### [Exercise details]
Starting from the line that contains "the window, imagine", reproduce each line exactly through the end of the material, and include no other lines.

■ ■ ■ ■ ■ ■ ■

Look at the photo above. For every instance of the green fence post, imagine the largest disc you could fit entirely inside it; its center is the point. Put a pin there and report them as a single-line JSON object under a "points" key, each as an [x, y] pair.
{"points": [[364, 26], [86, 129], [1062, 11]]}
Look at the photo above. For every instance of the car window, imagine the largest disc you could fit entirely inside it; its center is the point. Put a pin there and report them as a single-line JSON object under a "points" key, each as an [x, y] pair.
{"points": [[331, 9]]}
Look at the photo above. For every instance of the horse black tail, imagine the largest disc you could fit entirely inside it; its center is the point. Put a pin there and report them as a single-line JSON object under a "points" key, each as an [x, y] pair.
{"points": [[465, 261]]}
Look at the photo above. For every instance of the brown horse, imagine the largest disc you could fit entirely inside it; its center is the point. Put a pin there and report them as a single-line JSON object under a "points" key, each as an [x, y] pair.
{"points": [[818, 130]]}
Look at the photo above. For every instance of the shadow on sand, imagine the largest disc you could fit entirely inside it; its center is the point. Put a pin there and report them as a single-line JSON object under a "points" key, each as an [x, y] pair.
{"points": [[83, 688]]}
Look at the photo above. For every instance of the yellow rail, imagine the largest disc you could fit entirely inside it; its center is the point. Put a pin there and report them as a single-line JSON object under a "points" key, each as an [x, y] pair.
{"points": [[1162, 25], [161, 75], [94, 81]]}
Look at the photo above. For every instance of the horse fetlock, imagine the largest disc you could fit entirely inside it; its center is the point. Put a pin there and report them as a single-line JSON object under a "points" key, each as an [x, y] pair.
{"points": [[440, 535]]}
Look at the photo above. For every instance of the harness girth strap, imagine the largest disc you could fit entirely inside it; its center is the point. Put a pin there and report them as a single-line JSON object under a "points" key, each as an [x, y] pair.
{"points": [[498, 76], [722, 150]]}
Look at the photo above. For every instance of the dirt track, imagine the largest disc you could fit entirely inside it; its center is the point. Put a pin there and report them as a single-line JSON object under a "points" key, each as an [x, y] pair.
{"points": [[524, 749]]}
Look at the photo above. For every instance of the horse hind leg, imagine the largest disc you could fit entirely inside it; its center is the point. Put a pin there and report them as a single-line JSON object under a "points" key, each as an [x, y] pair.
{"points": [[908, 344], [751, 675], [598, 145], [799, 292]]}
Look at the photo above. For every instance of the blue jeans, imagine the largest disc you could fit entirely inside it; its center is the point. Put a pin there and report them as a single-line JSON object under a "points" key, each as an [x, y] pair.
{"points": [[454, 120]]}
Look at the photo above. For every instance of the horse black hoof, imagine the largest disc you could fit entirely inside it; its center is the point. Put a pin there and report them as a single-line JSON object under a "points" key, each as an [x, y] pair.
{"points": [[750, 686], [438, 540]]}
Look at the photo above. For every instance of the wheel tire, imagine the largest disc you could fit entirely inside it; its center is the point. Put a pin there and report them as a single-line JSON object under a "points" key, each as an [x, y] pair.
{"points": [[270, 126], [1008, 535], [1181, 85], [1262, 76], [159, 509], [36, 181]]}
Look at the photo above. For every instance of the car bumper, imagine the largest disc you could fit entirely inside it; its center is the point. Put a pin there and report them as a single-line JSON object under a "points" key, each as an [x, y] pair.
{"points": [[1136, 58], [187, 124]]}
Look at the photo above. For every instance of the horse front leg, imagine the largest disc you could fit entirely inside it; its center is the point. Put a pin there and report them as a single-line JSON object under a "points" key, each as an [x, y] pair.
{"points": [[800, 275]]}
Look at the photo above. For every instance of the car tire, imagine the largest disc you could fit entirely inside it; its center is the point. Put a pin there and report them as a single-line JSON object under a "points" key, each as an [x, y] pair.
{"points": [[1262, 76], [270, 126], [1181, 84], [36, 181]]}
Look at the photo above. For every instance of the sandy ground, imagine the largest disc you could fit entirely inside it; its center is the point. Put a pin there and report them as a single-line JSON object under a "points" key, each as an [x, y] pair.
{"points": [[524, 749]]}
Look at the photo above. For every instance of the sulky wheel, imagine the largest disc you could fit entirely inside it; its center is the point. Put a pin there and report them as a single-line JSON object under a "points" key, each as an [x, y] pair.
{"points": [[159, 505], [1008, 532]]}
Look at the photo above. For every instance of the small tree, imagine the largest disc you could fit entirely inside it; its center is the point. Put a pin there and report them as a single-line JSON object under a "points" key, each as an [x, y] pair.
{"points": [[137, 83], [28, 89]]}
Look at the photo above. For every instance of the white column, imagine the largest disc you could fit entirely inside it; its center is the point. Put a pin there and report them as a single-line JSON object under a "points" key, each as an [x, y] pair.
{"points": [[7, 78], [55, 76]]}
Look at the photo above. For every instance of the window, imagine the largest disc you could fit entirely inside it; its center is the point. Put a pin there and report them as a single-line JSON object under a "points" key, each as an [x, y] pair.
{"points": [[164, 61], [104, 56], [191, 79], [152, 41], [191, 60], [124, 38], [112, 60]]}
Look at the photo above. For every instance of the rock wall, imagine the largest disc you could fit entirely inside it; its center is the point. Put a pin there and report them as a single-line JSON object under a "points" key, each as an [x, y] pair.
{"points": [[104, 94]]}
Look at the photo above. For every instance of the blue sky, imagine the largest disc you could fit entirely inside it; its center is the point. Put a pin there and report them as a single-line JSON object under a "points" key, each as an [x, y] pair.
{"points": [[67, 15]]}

■ ■ ■ ■ ■ ■ ■

### [Answer]
Look at the photo above. For every instance of the window, imagine the largest disc you could fit entirely inside it; its center is the point. Put a pin there and report them as a single-line JSON object under a "points" key, each as an [x, y] pair.
{"points": [[164, 61], [104, 56], [191, 79], [152, 41], [191, 60], [124, 38], [112, 60]]}
Look at the photo above. For every instance of the rock wall, imagine the largest disc you could fit entirely inside it; its center is the point. Put a pin there and report them as a single-line JSON object under a "points" key, each as an [x, y] pair.
{"points": [[104, 94]]}
Look at the photo above. For every instance of the blue sky, imagine the largest disc you could fit entirely inside it; its center is the point. Put a pin there and report them as a single-line JSON object under a "points" key, each as an [x, y] pair.
{"points": [[67, 15]]}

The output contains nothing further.